What you will do — Which lines of the data include the string "building"? List them all.

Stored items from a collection
▼

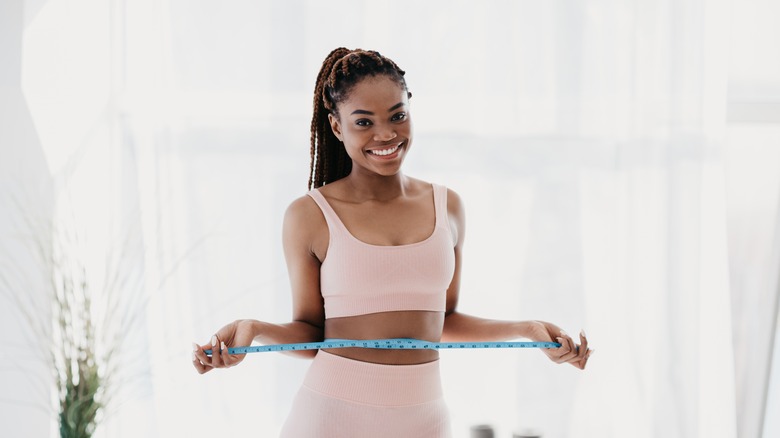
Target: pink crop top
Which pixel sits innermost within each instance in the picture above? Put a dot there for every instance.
(357, 278)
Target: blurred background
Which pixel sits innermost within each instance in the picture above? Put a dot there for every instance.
(619, 162)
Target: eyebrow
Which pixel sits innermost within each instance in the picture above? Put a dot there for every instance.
(394, 107)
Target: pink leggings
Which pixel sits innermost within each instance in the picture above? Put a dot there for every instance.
(344, 398)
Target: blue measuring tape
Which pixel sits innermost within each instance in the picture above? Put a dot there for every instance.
(387, 344)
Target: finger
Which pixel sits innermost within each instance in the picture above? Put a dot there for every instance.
(225, 356)
(569, 340)
(563, 353)
(199, 367)
(584, 345)
(200, 354)
(216, 357)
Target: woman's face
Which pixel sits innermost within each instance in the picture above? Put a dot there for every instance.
(375, 126)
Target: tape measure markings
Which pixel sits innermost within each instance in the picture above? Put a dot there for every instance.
(386, 344)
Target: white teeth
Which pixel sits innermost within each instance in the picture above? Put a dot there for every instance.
(385, 151)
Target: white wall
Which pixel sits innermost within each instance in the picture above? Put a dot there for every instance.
(25, 189)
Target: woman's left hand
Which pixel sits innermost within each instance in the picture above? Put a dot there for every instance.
(569, 351)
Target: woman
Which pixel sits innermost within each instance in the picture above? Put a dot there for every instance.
(372, 254)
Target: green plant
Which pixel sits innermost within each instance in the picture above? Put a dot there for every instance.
(83, 322)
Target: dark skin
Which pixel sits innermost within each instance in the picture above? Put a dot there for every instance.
(379, 205)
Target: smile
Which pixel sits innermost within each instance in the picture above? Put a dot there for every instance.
(383, 152)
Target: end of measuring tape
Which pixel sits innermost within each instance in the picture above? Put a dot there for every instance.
(386, 344)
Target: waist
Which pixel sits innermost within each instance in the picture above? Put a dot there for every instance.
(423, 325)
(372, 383)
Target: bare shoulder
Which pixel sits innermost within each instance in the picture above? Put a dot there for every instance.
(457, 216)
(303, 211)
(305, 227)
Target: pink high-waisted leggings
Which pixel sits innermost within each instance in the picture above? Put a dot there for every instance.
(345, 398)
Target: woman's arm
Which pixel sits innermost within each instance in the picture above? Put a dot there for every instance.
(462, 327)
(305, 240)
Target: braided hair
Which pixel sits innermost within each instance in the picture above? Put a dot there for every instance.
(340, 72)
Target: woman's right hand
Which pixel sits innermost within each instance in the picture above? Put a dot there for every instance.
(238, 333)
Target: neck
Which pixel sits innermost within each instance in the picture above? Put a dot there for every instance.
(377, 187)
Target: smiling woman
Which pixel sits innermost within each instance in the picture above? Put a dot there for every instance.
(372, 254)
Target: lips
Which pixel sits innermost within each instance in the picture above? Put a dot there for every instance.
(386, 151)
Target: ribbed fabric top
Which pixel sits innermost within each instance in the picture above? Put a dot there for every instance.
(358, 278)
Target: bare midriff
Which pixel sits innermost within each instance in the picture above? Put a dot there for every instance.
(423, 325)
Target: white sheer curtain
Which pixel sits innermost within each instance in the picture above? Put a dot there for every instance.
(589, 141)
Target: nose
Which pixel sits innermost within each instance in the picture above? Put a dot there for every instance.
(385, 134)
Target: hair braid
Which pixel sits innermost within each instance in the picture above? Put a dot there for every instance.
(340, 71)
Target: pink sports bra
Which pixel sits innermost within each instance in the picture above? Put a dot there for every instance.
(357, 278)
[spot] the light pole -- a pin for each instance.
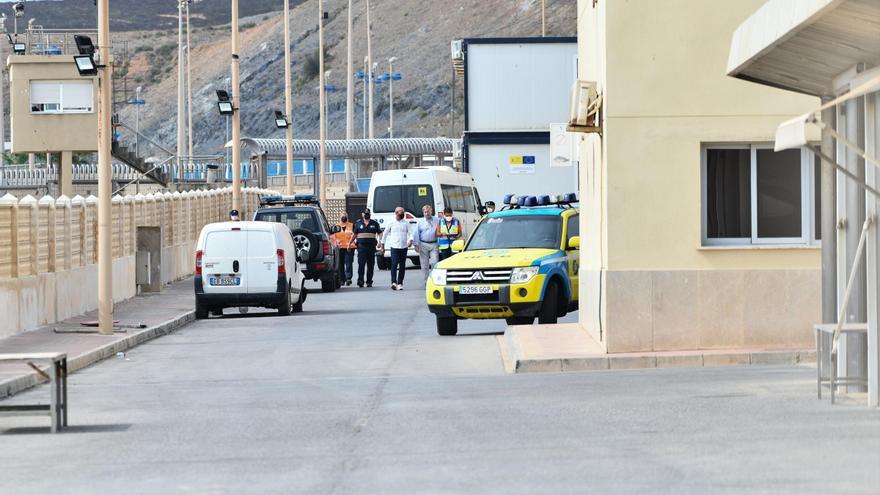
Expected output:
(321, 117)
(391, 77)
(288, 98)
(181, 81)
(349, 88)
(236, 115)
(371, 66)
(105, 255)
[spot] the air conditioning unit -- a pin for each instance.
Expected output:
(584, 103)
(457, 50)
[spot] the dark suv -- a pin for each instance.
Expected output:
(303, 216)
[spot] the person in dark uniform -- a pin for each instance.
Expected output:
(366, 237)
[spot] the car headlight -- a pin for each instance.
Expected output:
(523, 275)
(438, 276)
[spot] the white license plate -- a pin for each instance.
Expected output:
(475, 289)
(224, 281)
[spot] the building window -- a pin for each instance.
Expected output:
(61, 97)
(753, 195)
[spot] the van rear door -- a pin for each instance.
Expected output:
(223, 258)
(262, 262)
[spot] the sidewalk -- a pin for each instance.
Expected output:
(161, 313)
(567, 347)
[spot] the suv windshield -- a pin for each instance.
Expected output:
(532, 231)
(304, 219)
(411, 197)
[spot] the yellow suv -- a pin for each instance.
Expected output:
(518, 264)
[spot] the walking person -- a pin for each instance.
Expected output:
(343, 239)
(398, 237)
(425, 240)
(448, 230)
(366, 237)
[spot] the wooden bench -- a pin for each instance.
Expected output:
(57, 376)
(826, 361)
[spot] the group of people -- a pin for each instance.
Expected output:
(431, 237)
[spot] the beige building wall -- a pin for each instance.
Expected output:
(648, 283)
(42, 133)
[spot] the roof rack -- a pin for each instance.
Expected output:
(290, 200)
(513, 202)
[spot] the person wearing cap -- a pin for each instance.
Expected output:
(366, 237)
(342, 239)
(448, 230)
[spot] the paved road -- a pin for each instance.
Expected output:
(372, 401)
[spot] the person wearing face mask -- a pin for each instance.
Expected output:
(425, 240)
(398, 237)
(343, 240)
(366, 235)
(448, 230)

▲

Written reply —
[spot] the building window -- a pin for each instance.
[spot] the beige building wall -- a pin for each instance.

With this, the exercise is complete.